## EXCERPT PROVIDED
== Segment start ==

Premature thoughts on Tandav
*These thoughts came while I was high and saw Tandav posters being shared by someone on her insta story as "something promising"
It again smells like the cynical narrative of the age-old conflict between self-serving egotist leaders in a world of oblivious public. How democracy is not what it promises, and how it becomes a chessboard for people in power.
Saif's and Dimple's character posters state their cynicism and possession of the knowledge that they are perfectly perceived as a myth by innocent people who don't understand their faces without the veil. And because the public doesn't understand anything, a public whose morality changes with the mainstream media consciousness, so they have no reason to play fair and sincere politics.
In the end, the consciousness of the story falls similar to that of Prakash Jha's Raajneeti, which I personally like, but not how I see politics now.
My problem with this kind of telling is that if you drag the politics out of it and put it in some other arenas, the effect remains the same. If Raajneeti was a corporate power battle, or a family drama, just volume up the scale, the sets, the stars, the music, everything shouting to you that this is Big power games of Big people. This was not the case of, say Dibakar Bannerjee's Shanghai, but that also didn't reflect any of the chaotic confusions and conflicts which I feel about current Indian politics.

== Segment end ==

## MATERIAL SHOWN
== Segment start ==

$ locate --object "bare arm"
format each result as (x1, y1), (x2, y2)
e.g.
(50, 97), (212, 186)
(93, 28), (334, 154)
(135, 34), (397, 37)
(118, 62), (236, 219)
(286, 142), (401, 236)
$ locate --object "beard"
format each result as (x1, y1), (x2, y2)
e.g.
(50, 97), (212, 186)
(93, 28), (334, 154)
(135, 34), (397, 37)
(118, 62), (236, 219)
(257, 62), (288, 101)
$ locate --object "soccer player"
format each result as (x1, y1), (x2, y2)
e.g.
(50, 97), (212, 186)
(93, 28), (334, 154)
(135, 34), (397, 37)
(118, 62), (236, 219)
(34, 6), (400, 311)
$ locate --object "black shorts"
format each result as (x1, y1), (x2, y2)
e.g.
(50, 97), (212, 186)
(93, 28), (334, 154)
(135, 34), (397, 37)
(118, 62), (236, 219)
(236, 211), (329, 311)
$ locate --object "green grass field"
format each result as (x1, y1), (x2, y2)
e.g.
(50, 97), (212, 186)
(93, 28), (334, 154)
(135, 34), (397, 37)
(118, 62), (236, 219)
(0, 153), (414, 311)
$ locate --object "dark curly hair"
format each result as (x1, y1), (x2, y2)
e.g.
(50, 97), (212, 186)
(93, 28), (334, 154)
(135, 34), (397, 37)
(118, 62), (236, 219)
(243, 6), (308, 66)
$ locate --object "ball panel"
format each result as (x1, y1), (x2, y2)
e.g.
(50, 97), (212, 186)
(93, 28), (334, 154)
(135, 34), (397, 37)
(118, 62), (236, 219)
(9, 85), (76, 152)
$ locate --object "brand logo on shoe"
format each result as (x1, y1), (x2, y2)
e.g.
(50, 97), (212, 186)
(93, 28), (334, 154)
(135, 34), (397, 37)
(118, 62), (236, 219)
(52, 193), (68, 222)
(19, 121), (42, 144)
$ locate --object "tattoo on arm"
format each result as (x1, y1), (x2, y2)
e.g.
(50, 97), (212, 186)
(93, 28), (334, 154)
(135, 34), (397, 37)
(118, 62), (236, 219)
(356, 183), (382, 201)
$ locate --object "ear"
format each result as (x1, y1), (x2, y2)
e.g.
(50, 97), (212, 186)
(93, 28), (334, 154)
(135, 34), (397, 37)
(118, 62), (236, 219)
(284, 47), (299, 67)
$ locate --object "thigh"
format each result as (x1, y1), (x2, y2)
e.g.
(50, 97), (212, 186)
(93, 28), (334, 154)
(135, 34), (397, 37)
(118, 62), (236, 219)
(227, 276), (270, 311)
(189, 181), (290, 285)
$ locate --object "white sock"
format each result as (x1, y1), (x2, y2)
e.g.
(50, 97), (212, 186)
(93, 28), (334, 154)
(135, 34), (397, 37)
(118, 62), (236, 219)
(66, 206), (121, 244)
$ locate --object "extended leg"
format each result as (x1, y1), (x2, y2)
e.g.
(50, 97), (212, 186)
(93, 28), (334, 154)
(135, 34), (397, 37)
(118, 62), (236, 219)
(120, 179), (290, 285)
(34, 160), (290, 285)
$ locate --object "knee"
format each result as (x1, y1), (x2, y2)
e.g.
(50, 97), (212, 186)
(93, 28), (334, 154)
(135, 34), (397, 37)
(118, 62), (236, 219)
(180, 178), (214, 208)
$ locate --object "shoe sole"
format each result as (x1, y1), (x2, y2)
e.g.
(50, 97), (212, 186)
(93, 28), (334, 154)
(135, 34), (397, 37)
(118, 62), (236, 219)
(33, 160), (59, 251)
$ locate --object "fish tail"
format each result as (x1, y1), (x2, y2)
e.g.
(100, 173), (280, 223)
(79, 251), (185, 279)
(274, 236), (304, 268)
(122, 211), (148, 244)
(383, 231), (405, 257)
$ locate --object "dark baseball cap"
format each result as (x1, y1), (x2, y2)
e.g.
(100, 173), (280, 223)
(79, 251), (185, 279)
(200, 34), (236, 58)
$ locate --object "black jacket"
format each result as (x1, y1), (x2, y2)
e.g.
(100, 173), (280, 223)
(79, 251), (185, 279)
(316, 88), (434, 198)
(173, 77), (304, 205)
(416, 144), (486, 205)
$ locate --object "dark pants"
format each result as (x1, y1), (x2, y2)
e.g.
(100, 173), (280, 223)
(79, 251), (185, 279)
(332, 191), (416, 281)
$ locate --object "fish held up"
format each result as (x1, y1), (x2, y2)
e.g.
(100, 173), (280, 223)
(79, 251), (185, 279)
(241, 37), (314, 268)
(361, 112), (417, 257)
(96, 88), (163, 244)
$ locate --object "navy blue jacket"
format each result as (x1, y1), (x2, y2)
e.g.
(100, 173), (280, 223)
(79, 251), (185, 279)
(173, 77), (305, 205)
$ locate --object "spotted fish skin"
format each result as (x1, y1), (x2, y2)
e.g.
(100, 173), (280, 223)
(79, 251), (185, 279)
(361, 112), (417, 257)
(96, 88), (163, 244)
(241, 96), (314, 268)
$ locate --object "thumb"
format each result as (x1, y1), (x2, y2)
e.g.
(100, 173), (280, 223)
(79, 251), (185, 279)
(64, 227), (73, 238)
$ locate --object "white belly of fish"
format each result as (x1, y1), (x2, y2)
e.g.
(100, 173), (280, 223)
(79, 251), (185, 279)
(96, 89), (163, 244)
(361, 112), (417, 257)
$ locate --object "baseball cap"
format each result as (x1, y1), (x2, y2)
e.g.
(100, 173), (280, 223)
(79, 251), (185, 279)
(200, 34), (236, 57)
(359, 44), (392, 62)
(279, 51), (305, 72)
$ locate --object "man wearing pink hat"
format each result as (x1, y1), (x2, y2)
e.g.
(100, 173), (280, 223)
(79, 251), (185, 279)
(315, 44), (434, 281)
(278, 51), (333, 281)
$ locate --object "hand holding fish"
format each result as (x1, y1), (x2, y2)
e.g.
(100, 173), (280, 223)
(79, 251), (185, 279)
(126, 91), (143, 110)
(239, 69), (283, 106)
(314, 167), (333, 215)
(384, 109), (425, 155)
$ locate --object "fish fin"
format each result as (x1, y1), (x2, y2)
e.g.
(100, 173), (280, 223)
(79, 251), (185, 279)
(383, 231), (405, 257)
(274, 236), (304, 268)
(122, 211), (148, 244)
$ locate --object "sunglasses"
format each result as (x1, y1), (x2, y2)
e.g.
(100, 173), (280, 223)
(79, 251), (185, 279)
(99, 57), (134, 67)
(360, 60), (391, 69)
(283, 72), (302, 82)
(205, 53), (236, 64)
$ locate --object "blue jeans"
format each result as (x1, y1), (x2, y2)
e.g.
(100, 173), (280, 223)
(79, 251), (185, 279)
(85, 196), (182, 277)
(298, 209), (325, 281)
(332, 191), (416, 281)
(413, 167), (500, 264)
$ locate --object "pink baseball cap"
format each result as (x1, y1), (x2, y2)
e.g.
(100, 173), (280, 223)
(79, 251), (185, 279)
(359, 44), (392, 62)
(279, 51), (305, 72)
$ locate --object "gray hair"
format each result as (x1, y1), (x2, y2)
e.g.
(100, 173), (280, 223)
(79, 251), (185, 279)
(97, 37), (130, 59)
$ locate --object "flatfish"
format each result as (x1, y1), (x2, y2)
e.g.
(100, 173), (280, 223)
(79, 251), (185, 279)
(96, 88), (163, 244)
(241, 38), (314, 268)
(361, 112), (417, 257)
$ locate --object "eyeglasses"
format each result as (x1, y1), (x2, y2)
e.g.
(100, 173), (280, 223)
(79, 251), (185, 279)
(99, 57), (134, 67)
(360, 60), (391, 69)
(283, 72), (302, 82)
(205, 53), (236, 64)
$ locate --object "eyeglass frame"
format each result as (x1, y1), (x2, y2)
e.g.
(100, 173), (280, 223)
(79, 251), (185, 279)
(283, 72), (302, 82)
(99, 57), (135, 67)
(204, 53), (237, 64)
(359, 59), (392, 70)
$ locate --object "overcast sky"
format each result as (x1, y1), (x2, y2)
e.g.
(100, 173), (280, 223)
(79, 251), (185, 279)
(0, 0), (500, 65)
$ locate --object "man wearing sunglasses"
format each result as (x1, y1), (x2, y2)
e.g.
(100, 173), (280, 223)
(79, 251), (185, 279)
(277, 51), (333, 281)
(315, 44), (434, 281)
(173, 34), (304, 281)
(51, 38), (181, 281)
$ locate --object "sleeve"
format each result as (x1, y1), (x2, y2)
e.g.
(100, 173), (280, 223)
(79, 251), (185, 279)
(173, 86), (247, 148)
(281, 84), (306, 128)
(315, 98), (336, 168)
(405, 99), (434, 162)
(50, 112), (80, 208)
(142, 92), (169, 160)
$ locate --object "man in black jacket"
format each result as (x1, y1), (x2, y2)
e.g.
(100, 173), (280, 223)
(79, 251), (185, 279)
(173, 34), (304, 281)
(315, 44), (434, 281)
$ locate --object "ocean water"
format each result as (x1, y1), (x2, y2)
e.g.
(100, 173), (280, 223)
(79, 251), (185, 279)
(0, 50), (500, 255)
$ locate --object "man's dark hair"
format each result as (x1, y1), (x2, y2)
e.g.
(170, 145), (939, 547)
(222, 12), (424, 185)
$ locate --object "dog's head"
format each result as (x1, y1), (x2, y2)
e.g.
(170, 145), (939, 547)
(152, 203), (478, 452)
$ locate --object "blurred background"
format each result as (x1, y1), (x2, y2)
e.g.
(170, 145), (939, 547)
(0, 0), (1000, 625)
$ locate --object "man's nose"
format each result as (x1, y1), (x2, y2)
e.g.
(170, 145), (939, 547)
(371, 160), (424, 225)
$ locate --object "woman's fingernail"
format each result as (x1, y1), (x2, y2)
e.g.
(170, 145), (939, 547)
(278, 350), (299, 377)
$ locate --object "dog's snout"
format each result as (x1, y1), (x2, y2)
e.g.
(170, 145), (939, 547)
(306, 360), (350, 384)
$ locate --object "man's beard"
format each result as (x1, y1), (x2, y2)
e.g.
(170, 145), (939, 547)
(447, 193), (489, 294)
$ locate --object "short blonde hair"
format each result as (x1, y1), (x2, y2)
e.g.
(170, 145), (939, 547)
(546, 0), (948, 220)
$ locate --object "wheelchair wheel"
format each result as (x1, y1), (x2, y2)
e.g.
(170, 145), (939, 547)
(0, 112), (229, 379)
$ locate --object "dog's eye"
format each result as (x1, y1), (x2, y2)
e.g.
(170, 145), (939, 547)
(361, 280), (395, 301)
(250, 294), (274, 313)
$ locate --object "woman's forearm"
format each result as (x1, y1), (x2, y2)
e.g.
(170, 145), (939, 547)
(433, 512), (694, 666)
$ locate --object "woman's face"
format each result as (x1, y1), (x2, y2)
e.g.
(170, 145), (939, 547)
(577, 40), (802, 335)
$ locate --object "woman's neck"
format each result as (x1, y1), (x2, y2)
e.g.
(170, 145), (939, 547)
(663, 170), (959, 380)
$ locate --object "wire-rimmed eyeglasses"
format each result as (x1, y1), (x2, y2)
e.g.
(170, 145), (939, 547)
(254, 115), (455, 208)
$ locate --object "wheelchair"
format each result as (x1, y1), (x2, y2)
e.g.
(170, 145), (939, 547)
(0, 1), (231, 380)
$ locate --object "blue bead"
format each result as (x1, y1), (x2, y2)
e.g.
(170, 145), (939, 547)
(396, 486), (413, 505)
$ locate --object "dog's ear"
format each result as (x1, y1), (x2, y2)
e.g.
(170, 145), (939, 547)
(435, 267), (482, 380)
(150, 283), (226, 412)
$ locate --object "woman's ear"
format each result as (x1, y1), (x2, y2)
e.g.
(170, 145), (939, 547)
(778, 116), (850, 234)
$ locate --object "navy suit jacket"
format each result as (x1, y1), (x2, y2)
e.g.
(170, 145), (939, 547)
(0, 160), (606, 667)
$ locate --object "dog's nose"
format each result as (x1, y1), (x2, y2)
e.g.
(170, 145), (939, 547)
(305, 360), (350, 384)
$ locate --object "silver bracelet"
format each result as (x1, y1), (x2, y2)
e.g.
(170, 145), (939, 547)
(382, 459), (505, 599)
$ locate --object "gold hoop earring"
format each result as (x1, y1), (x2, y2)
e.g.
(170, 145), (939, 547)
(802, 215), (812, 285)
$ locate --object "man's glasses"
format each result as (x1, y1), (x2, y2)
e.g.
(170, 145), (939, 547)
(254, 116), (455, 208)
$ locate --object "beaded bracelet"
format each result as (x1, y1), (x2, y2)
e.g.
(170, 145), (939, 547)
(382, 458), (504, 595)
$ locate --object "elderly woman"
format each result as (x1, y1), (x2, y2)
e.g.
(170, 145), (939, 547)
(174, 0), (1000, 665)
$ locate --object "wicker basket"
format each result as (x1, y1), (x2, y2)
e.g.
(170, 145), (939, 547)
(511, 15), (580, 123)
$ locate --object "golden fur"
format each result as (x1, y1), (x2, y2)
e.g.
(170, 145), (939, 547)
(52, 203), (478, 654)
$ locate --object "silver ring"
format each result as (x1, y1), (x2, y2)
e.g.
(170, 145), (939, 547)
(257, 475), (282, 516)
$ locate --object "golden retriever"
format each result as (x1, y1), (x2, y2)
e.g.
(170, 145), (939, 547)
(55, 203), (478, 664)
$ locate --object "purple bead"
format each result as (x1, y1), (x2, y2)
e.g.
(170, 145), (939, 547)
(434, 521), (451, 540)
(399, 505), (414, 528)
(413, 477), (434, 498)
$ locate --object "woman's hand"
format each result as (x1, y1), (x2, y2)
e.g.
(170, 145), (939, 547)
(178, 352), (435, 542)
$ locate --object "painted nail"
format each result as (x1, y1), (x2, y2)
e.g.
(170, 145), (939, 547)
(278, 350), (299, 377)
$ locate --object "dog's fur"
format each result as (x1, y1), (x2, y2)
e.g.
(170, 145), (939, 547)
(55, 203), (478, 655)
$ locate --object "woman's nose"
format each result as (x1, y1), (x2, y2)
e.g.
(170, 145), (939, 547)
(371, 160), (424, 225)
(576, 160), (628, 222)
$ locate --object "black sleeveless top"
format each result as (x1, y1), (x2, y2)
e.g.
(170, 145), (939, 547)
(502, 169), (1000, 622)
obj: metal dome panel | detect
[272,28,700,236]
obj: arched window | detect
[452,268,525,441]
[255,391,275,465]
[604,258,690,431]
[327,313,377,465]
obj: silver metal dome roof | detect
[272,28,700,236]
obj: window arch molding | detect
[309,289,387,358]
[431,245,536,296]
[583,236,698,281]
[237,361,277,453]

== Segment end ==

Name every person the piece on Tandav mentions by name.

Saif, Dimple, Prakash Jha, Dibakar Bannerjee